- PAGE EXCERPT -
┌──

“Writing Contemporary Issues,” the title of a new course at Richard Hugo House, is arguably an understatement. Try “Writing society’s most divisive topics while getting people to listen,” or “Talking about social justice when you’re white and straight,” or “Broaching humanities most pressing problems,” for a start.
The idea for the 10-week class at the center for writers came in the wake of protests over the killing of unarmed black teen Michael Brown by a white police officer, and later, the spike in LGBTQ hate crimes in Capitol Hill, where Hugo House sits. It also came in the wake of Claudia Rankine’s book “Citizen,” lauded as a poignant and deeply complex look at racism in America.
Real Change sat down with four of the course’s 10 professors to explore what and why they write. The common thread? Writers have the power to reclaim, reshape and retell the narratives of gender, race, orientation, poverty and violence. And that is something to take on boldly, regardless of how frightening it can be.
Jane Wong and the poetics of haunting
Poet Lucille Clifton was once asked to write about the beauty of trees. But every time she looked at one, she knew someone once hung from its branches. Her trees were not Walt Whitman’s trees. Her trees were the chosen sites for the lynching of thousands of African-Americans.
As a poet of color, Clifton’s work was haunted by a history, a trauma, a context that she couldn’t — and chose not to — escape. That idea of haunting across time and space is what poet and teacher Jane Wong is all about.
Wong’s “haunting” is not the one rampant in horror films, where menacing ghosts threaten those who dare disturb them. It’s one where writers summon ghosts as a way of seizing power and shedding light on silenced stories. Something shamanistic.
“I think of it almost like an activist move to say ‘this is my history, and I’m telling it my way,’” Wong said. “If you summon it, you have the power over it. When these poets are writing about the things they’re haunted by, they’re controlling the story.”

└──

- DATA SUPPLIED -

┌──

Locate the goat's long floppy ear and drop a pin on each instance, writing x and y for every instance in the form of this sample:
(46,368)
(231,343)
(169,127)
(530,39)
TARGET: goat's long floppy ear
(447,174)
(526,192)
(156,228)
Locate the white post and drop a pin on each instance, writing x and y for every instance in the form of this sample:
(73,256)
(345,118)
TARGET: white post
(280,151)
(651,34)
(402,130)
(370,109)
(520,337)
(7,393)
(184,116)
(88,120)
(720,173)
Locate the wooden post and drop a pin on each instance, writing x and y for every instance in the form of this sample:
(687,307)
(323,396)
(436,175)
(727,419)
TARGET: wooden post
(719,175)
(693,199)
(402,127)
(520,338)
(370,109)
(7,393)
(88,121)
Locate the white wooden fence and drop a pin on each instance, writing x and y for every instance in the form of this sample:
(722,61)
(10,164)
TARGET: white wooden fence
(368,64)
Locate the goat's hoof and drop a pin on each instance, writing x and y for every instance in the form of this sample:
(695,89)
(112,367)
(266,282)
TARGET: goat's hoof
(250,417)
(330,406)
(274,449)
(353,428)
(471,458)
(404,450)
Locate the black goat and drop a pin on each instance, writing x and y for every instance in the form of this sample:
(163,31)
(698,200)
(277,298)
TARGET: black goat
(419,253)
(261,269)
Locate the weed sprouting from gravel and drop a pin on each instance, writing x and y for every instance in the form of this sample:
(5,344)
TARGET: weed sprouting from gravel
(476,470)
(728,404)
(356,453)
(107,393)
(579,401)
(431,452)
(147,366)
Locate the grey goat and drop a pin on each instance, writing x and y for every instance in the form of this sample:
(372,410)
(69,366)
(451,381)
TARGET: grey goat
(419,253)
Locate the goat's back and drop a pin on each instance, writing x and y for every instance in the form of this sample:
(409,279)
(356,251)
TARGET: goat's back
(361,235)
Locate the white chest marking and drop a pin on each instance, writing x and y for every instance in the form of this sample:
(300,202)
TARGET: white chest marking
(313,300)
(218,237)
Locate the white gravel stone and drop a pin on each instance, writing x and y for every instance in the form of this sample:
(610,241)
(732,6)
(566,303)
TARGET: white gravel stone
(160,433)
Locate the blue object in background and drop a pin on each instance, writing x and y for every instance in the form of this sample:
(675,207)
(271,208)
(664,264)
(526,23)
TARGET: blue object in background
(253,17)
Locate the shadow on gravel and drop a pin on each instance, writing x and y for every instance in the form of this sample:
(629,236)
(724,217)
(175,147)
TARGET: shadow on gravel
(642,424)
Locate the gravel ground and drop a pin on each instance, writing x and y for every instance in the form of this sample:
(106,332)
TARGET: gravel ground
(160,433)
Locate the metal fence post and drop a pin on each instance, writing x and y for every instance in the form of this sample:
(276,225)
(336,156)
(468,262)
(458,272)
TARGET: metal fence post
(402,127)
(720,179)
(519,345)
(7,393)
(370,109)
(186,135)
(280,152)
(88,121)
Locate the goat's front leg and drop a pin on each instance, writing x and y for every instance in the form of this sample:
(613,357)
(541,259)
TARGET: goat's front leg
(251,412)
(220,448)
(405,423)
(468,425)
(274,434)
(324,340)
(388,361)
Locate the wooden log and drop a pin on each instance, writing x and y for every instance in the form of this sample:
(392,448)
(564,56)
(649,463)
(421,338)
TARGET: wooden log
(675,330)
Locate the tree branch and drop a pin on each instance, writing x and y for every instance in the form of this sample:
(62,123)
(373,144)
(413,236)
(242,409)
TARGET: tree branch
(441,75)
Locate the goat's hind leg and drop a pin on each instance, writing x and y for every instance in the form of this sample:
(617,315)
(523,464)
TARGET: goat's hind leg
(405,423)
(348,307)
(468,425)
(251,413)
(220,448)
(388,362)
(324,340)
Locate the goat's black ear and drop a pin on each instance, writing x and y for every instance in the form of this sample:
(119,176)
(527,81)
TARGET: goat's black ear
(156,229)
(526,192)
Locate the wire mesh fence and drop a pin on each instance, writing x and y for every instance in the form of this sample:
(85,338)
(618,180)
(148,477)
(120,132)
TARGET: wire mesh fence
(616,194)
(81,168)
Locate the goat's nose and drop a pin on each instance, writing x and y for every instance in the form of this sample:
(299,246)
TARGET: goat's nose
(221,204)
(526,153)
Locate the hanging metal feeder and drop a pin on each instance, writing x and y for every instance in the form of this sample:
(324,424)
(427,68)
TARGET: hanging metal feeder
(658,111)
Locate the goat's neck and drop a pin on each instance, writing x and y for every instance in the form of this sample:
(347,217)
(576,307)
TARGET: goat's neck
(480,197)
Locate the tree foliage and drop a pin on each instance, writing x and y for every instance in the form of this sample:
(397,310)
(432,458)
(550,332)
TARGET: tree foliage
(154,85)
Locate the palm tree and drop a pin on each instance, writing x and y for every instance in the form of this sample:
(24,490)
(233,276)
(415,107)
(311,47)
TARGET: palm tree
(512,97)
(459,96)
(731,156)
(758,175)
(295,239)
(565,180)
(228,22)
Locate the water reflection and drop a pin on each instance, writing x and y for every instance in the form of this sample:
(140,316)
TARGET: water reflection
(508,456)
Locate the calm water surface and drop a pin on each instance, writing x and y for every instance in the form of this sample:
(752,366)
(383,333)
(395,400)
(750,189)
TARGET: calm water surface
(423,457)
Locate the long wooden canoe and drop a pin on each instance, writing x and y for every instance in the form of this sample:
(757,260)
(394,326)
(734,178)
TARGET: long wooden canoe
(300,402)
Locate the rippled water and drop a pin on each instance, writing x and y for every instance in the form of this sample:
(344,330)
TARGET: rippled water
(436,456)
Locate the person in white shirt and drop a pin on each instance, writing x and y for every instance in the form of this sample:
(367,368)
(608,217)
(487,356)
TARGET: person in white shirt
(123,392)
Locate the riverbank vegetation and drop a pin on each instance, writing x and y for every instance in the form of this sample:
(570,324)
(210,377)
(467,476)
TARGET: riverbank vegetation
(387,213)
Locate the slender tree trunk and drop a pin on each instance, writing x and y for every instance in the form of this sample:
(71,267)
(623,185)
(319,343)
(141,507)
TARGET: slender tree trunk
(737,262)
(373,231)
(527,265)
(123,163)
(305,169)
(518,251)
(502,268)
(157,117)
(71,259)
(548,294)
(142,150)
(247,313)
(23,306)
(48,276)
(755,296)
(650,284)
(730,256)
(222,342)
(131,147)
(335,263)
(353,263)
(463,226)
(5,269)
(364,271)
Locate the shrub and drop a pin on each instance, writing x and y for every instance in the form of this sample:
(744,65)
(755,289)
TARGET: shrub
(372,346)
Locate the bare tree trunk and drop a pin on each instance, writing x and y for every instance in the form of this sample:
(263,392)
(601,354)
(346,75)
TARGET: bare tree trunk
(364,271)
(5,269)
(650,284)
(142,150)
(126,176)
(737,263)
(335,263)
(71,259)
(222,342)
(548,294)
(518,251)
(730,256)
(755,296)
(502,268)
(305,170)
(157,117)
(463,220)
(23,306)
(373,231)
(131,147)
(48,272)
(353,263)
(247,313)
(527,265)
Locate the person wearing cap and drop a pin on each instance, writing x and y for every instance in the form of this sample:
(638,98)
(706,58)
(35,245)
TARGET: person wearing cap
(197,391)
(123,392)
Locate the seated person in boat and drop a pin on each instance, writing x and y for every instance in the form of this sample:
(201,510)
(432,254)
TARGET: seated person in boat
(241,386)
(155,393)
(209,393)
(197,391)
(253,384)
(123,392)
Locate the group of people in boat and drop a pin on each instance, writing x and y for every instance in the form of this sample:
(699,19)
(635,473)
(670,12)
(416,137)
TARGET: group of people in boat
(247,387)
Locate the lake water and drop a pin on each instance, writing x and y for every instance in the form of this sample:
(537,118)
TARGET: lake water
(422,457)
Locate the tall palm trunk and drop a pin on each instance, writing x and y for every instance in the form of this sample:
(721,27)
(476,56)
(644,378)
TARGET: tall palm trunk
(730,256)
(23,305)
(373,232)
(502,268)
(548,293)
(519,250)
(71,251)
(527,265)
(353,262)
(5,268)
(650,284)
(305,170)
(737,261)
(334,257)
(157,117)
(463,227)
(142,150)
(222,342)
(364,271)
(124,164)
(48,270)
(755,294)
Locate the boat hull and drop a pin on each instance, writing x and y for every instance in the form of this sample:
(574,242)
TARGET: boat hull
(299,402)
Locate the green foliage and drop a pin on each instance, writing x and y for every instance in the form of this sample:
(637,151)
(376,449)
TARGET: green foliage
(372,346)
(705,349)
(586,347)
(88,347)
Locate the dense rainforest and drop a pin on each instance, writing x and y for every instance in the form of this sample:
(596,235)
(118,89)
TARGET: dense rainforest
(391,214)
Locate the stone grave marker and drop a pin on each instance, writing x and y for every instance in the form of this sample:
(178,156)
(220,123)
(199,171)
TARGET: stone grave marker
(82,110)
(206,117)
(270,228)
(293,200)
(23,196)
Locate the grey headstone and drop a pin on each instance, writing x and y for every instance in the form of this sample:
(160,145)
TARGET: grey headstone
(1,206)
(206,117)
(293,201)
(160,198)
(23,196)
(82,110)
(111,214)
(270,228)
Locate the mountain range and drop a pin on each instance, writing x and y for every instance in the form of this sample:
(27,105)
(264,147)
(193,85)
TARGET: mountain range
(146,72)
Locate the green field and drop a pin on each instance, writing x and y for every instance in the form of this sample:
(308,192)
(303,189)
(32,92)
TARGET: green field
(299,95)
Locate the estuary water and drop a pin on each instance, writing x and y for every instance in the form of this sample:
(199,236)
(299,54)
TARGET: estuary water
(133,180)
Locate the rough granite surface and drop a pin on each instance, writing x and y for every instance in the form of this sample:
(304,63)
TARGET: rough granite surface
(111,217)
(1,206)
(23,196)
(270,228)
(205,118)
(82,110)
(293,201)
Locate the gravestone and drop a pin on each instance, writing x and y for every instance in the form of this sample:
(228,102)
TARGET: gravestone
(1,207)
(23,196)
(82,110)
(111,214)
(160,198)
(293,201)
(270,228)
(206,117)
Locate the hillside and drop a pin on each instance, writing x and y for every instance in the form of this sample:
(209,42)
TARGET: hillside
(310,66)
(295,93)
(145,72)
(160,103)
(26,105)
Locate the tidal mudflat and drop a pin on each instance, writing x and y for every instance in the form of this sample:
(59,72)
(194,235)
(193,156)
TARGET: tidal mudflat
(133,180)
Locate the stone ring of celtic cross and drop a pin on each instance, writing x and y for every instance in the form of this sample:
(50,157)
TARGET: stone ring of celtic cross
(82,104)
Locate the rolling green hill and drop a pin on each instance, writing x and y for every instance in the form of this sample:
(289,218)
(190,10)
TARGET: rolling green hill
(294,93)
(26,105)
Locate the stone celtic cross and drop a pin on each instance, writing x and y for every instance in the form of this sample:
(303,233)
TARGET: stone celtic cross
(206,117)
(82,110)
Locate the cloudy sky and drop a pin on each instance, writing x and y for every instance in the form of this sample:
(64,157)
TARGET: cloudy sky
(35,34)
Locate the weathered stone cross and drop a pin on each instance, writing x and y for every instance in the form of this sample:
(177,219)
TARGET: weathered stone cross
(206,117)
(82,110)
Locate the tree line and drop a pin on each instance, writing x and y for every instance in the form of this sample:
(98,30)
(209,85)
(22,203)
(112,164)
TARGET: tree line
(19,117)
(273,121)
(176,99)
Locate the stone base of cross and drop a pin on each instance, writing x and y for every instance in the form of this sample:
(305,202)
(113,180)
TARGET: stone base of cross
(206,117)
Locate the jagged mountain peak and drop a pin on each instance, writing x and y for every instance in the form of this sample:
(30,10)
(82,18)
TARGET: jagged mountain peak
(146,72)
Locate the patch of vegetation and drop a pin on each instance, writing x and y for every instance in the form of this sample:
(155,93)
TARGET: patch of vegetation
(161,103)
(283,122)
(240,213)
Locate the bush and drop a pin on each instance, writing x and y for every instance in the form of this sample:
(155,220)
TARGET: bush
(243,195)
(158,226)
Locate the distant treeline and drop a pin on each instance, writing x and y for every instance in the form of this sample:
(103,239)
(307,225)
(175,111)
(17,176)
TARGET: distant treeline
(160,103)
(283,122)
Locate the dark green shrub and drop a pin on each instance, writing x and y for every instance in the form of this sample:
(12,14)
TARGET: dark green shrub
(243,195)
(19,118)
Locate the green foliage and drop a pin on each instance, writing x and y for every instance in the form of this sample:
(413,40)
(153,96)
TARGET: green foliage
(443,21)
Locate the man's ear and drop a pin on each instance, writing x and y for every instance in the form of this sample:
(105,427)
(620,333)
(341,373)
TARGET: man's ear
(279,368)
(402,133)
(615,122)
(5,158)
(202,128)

└──

- TASKS TO COMPLETE -
1. In the piece on the Hugo House course, swap "professors" for "instructors" and write out the part that opens with the words containing "Real Change sat" and closes with "thousands of African-Americans.".
2. Give the rows from the line containing "Locate the man's" through the end of the rows as a JSON list of strings, one string per line, leaving out blank lines.

- ANSWERS TO THE TASKS -
1.
Real Change sat down with four of the course’s 10 instructors to explore what and why they write. The common thread? Writers have the power to reclaim, reshape and retell the narratives of gender, race, orientation, poverty and violence. And that is something to take on boldly, regardless of how frightening it can be.
Jane Wong and the poetics of haunting
Poet Lucille Clifton was once asked to write about the beauty of trees. But every time she looked at one, she knew someone once hung from its branches. Her trees were not Walt Whitman’s trees. Her trees were the chosen sites for the lynching of thousands of African-Americans.

2.
[
  "Locate the man's ear and drop a pin on each instance, writing x and y for every instance in the form of this sample:",
  "(105,427)",
  "(620,333)",
  "(341,373)",
  "TARGET: man's ear",
  "(279,368)",
  "(402,133)",
  "(615,122)",
  "(5,158)",
  "(202,128)"
]